本文の一部 -
S&P500の11分類のセクターのうち、時価総額1000億ドル超が11銘柄ある金融セクター
S&P500は米国の主要産業を代表する500社で構成される株価指数です。構成銘柄の採用には時価総額や株式の流動性だけでなく業績も考慮されるため、優良銘柄が多いことも特徴の1つです。
構成銘柄は情報技術(IT)、ヘルスケア、金融、コミュニケーション・サービス、一般消費財、資本財、生活必需品、エネルギー、公益、不動産、素材の11セクターに分類され、各々セクター指数も算出されています。
11に分類されるセクターのうち、今回ご紹介するのは金融セクターです。構成銘柄は73銘柄を数え、時価総額のベスト10はバークシャー・ハサウェイ(BRK)、ビザ(V)、JPモルガン・チェース(JPM)、マスターカード(MA)、バンク・オブ・アメリカ(BAC)、モルガン・スタンレー(MS)、ウェルズ・ファーゴ(WFC)、アメリカン・エキスプレス(AXP)、S&Pグローバル(SPGI)、チャールズ・シュワブ(SCHW)となります。
ビザとマスターカードは第2回の「情報技術セクター」のコラムでご紹介しましたが、S&P500のセクター分類の基準となるグローバル産業分類標準(GICS)の分類方法変更に伴い、金融セクターに組み込まれることになりました。
情報技術セクターに分類されていた「フィンテック」が金融セクターに移っており、オンライン決済サービスのペイパル・ホールディングス(PYPL)も金融セクターに分類されています。GICSはスタンダード・アンド・プアーズ(S&P)と指数算出のMSCIが共同で開発した産業分類です。今回の変更は2023年3月17日の取引終了後に発効しています。

課題文 -
S&P500の金融セクターを紹介する本文を、最後の文の後から書き継いでください。

提供資料 -

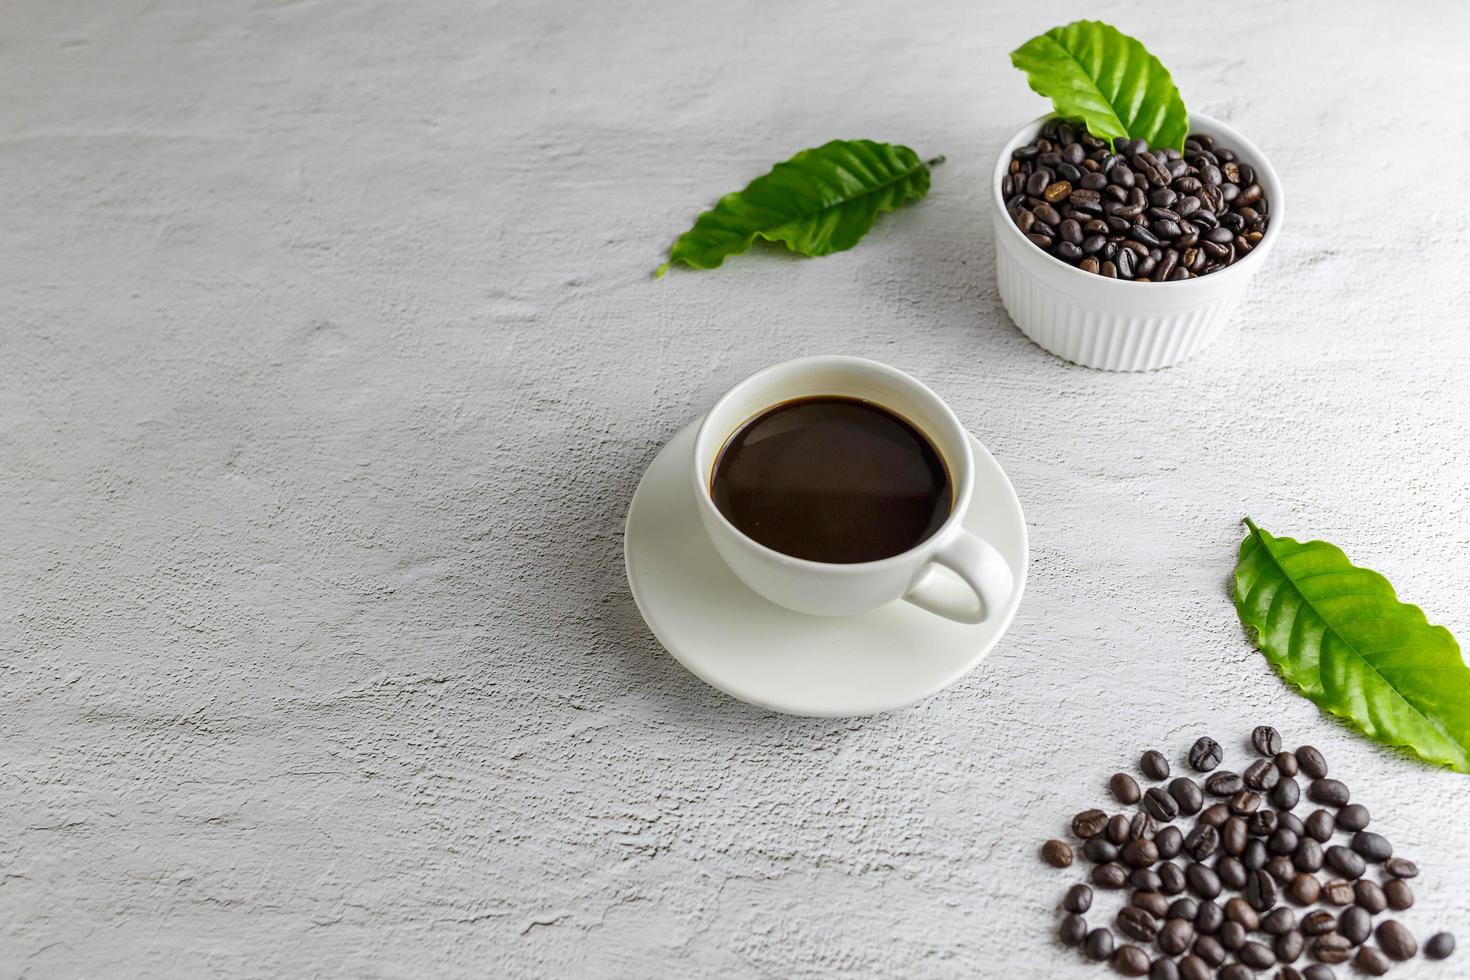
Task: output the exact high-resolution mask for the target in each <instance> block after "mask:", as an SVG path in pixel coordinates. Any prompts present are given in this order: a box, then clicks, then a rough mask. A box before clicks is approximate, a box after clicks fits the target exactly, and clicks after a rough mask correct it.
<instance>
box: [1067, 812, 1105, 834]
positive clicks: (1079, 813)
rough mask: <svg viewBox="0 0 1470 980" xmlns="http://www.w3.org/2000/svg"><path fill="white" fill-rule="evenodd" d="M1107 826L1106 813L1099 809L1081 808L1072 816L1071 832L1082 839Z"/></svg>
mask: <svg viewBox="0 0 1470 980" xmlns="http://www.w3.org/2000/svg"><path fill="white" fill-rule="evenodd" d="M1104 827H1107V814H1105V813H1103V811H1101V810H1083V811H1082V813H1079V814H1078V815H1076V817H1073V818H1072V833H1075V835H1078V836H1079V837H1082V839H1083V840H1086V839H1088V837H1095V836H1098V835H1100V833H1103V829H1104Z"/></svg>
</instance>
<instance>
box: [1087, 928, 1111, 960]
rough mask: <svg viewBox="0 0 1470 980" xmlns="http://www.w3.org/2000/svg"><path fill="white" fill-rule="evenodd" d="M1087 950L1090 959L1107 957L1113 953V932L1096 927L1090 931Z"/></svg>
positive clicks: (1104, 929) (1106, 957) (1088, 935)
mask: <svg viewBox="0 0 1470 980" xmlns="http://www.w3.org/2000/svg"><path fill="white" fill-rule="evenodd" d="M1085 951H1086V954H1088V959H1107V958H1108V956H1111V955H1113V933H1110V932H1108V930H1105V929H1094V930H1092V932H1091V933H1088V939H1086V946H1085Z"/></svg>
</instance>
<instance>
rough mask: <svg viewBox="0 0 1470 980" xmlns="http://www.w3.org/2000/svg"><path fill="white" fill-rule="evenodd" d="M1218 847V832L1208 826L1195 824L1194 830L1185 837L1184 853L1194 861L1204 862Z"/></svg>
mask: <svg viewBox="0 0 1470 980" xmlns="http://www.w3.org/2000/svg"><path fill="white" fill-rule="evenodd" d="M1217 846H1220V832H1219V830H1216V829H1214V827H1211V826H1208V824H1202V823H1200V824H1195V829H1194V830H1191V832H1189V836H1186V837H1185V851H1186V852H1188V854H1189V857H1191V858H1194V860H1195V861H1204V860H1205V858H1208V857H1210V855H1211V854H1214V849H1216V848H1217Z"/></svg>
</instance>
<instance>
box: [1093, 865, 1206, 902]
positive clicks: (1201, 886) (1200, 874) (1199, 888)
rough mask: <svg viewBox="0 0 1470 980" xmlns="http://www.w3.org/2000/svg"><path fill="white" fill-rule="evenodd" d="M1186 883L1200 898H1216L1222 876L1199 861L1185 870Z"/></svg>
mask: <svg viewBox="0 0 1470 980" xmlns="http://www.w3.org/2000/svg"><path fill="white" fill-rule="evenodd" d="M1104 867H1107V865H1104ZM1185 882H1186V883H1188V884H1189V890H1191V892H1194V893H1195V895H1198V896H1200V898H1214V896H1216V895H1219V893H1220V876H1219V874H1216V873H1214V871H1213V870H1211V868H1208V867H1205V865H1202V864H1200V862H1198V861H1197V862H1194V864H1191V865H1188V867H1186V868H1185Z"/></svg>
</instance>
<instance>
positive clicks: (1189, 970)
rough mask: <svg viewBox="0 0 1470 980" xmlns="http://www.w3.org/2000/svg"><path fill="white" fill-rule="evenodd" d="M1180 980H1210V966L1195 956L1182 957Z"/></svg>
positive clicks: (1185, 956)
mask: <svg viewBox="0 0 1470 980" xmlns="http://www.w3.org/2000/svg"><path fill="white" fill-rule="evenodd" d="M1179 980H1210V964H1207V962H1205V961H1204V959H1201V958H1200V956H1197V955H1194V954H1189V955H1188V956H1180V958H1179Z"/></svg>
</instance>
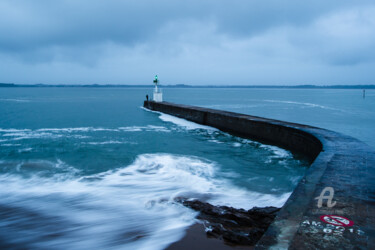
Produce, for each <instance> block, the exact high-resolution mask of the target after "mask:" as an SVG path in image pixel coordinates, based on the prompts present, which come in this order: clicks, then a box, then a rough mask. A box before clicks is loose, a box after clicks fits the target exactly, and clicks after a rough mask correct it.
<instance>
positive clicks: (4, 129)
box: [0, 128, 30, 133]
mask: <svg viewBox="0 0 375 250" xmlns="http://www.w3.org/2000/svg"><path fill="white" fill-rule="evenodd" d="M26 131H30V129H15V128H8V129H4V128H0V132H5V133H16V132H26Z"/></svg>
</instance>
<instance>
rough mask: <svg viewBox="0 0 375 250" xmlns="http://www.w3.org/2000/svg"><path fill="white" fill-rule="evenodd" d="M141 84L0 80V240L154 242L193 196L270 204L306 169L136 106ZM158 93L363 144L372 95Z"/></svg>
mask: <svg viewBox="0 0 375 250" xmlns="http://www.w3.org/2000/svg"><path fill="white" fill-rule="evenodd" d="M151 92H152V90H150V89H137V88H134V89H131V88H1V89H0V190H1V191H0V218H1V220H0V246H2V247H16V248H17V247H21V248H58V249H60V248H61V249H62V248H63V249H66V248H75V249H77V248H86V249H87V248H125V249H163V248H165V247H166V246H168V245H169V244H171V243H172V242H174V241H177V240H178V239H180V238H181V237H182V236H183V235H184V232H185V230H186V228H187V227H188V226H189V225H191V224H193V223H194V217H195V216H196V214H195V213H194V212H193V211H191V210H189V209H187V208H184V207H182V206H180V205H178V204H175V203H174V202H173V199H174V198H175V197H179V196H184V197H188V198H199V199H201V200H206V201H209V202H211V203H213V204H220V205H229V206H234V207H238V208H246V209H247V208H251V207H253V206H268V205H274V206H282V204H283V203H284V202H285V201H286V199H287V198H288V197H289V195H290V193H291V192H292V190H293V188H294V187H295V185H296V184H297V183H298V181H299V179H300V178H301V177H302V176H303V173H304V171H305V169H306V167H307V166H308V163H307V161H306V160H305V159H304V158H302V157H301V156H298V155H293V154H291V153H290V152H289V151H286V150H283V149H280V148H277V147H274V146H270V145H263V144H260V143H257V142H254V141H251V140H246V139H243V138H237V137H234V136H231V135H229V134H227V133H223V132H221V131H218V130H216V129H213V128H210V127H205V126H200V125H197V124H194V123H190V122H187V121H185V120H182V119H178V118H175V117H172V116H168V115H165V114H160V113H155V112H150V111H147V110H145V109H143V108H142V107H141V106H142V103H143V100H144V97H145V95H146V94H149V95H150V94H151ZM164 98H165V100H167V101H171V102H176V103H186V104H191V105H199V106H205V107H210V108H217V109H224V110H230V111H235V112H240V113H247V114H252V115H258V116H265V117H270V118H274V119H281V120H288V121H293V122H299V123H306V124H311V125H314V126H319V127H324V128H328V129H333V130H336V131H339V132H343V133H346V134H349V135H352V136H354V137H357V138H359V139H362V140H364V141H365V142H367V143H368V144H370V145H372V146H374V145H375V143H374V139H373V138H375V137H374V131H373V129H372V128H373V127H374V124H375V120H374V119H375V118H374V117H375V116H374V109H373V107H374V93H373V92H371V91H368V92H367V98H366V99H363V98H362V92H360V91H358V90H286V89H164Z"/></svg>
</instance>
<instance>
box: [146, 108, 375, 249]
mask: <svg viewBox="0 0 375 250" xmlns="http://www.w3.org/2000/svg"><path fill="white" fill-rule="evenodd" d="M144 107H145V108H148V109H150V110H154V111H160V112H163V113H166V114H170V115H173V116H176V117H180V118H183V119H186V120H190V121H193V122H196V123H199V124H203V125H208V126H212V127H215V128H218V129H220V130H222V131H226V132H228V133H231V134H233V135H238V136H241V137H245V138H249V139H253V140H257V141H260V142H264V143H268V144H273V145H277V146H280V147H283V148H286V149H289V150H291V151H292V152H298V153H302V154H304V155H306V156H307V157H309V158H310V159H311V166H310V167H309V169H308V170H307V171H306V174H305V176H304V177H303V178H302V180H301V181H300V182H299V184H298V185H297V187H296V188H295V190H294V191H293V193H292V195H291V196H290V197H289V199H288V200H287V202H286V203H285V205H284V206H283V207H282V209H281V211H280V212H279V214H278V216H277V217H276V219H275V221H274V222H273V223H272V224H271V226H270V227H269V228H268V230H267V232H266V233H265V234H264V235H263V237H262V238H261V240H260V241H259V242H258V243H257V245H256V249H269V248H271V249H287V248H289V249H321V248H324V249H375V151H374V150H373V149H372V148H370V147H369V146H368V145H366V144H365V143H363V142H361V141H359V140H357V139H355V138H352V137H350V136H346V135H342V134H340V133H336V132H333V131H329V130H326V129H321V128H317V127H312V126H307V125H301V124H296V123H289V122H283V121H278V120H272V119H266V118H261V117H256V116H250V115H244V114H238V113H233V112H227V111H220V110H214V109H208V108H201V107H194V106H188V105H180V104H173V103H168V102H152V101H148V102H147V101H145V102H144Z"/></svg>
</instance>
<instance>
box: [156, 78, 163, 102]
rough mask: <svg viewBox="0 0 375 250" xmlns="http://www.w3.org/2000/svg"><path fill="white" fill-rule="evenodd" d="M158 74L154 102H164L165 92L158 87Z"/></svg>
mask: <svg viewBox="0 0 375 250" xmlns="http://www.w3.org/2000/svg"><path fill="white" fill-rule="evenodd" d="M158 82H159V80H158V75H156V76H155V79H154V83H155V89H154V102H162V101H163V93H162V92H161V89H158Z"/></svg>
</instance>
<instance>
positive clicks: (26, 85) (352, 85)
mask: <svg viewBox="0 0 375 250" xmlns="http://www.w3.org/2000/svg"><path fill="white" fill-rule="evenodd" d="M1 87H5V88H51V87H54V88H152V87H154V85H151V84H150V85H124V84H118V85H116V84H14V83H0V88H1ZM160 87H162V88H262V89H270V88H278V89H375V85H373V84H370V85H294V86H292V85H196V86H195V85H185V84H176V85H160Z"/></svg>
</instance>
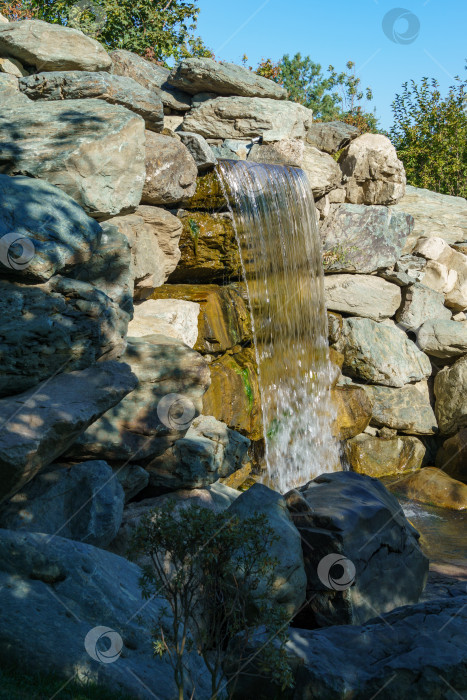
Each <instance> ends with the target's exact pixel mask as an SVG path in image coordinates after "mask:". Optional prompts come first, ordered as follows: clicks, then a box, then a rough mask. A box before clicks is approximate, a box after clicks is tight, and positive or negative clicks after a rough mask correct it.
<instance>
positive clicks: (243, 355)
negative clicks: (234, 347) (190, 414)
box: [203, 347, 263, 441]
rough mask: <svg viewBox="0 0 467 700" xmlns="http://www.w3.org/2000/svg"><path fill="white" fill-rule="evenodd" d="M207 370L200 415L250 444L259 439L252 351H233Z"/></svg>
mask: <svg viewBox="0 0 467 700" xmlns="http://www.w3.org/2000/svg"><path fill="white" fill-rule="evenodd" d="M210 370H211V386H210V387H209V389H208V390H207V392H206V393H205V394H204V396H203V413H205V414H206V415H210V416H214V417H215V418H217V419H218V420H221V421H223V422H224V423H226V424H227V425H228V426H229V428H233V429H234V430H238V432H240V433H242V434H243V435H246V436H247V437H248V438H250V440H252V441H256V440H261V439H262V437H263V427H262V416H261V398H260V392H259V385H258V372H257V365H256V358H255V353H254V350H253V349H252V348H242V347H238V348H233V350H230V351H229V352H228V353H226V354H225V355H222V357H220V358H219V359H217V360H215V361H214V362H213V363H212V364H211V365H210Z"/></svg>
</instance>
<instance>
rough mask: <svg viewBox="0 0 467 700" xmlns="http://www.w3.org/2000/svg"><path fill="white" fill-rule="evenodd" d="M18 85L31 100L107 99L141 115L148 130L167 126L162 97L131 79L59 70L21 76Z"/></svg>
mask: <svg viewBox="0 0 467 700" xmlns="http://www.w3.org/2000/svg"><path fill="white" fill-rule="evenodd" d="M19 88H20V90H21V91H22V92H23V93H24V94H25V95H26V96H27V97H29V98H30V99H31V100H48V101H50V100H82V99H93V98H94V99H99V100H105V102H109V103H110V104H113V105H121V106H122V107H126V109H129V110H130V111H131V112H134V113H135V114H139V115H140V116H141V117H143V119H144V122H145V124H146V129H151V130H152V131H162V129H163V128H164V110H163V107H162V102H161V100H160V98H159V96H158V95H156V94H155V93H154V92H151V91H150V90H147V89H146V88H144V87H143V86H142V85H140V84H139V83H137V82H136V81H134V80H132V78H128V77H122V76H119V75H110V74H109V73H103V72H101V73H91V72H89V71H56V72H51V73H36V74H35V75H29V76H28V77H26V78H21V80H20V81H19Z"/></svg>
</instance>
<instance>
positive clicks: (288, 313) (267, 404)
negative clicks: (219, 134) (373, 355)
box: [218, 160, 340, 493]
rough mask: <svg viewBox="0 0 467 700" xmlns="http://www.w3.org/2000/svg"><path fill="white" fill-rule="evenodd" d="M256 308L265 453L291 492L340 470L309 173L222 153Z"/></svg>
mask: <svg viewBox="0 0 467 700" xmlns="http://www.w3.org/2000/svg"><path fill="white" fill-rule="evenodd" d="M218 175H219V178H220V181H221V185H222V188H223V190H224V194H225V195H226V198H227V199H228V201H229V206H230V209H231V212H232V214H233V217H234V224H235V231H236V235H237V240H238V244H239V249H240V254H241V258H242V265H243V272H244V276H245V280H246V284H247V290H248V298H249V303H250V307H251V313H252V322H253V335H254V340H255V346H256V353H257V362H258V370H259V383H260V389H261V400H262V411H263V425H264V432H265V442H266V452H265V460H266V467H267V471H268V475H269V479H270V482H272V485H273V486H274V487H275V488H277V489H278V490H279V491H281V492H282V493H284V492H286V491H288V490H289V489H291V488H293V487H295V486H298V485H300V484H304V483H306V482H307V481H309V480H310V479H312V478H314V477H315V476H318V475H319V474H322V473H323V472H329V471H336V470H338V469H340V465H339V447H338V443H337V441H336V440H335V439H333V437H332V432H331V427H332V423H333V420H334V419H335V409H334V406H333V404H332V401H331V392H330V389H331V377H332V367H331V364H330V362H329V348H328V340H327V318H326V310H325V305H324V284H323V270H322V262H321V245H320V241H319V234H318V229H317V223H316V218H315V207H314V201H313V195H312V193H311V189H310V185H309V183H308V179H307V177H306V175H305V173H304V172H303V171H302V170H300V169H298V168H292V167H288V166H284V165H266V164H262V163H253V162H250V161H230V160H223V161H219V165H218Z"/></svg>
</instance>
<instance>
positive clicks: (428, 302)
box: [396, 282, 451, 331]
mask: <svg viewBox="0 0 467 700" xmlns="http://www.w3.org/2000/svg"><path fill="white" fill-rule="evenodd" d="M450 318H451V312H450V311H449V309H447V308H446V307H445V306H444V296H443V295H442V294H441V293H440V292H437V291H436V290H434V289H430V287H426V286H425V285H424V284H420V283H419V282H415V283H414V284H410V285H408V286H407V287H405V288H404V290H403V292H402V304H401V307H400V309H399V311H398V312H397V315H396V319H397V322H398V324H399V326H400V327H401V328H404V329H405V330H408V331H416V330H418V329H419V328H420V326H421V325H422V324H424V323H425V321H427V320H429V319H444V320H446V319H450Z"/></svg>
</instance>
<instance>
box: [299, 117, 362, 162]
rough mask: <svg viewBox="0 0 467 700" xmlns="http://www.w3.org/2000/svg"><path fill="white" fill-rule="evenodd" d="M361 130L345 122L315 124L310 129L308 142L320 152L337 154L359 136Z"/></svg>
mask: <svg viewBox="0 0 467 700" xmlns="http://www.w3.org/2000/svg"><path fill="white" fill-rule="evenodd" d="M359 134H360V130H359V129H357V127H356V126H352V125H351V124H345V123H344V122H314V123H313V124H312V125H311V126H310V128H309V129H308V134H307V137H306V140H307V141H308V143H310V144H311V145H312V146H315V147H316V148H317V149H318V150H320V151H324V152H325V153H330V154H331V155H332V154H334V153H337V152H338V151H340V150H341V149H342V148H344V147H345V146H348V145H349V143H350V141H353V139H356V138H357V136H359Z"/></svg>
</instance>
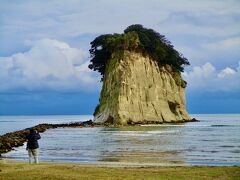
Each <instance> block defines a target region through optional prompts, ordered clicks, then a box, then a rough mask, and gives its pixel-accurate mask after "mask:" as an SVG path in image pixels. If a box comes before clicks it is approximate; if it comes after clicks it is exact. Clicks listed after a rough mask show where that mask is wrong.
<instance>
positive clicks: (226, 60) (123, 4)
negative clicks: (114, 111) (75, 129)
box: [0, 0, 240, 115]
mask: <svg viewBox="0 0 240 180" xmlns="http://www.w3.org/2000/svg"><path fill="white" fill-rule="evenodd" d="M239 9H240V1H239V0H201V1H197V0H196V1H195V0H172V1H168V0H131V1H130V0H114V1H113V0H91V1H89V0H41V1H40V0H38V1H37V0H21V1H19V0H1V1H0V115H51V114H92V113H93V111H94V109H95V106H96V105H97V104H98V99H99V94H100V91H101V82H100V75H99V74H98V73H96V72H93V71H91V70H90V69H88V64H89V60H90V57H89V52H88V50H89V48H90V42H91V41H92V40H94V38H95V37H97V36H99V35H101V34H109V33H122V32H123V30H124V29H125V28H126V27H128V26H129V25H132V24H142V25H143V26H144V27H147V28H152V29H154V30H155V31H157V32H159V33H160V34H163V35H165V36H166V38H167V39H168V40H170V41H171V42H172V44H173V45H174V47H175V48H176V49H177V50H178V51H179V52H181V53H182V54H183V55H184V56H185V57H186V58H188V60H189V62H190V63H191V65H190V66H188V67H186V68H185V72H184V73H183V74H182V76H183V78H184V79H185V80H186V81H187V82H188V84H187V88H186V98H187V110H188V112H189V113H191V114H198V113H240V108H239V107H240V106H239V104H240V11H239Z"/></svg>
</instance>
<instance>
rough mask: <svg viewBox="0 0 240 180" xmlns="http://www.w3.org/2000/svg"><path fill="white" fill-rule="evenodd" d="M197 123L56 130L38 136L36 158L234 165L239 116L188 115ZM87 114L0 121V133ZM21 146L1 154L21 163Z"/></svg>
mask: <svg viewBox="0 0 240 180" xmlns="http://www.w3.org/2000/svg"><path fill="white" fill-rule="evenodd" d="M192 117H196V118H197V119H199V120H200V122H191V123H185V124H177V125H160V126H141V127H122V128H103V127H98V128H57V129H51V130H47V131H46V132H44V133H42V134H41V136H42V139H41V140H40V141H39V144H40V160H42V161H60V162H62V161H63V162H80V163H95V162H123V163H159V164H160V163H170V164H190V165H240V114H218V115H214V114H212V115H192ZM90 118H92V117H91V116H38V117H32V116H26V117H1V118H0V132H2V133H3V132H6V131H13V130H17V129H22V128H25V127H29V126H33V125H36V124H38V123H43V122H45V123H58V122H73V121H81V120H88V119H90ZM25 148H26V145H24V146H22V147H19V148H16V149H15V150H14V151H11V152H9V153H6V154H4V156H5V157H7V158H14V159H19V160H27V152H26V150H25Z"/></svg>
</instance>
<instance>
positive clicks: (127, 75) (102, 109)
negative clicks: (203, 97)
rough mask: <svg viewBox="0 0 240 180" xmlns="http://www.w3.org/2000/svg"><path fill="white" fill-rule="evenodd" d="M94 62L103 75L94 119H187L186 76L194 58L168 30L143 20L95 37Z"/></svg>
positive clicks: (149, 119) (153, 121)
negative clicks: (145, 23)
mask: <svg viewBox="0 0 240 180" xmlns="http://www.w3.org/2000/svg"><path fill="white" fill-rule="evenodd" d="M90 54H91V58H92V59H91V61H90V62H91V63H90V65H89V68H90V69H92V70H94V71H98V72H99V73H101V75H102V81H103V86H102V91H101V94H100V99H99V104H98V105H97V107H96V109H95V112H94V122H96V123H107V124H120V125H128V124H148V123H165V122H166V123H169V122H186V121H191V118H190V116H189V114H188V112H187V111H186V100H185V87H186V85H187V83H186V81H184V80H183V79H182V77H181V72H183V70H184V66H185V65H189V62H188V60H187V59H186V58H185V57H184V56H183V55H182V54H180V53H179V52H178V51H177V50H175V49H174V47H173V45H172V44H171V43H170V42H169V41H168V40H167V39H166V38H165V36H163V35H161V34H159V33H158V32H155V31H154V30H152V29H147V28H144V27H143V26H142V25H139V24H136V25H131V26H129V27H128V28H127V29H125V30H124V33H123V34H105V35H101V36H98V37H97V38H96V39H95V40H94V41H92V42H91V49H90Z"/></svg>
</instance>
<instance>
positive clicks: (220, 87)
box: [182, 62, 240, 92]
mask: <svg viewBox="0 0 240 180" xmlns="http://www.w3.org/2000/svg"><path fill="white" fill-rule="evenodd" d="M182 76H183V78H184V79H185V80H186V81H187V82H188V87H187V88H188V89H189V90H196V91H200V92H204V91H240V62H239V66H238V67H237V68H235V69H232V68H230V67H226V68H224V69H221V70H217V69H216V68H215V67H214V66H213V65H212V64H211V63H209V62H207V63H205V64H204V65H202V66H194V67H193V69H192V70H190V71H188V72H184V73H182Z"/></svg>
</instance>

解答 -
変更後の金融セクターの上位銘柄をみると、ウォーレン・バフェット氏が率いる首位の投資会社、バークシャー・ハサウェイが異彩を放っています。また、ビザとマスターカードを除けば残りはウォール街を代表する金融大手が並び、企業名を眺めるだけでも壮観という印象です。
こうした米国の金融大手は日本のメガバンクに比べ、証券を取り扱う投資銀行的な業務の比重が大きいという特徴があります。その背景として、金融をめぐる日米で異なるスタンスがあります。
家計の金融資産、米国では株式などで積極運用
日本銀行がまとめた2022年9月末時点の資金循環統計によると、日本の家計の金融資産は2005兆円に上り、現金・預金の割合は54.8%に達しています。株式の比率は9.8%と1割にも満たず、投資信託は4.3%にすぎません。
また、民間の非金融企業の金融負債の構成比では、株式などが52.4%と最も大きいのですが、借り入れが26.0%とかなりの比重を占め、社債などの債務証券は5.1%にとどまっています。つまり一般家庭が銀行に預金し、銀行がそのお金を企業に貸し出すという循環が依然本流として残っているのです。
一方、米連邦準制度備理事会(FRB)がまとめた2022年12月末の統計によると、米国では家計の金融資産が110兆7100億ドルに上りますが、現金・預金の割合はわずか13.9%です。株式などが39.2%と最も大きく、投資信託が11.2%、債務証券が3.9%と積極的な投資で資産運用をしている実態が反映されています。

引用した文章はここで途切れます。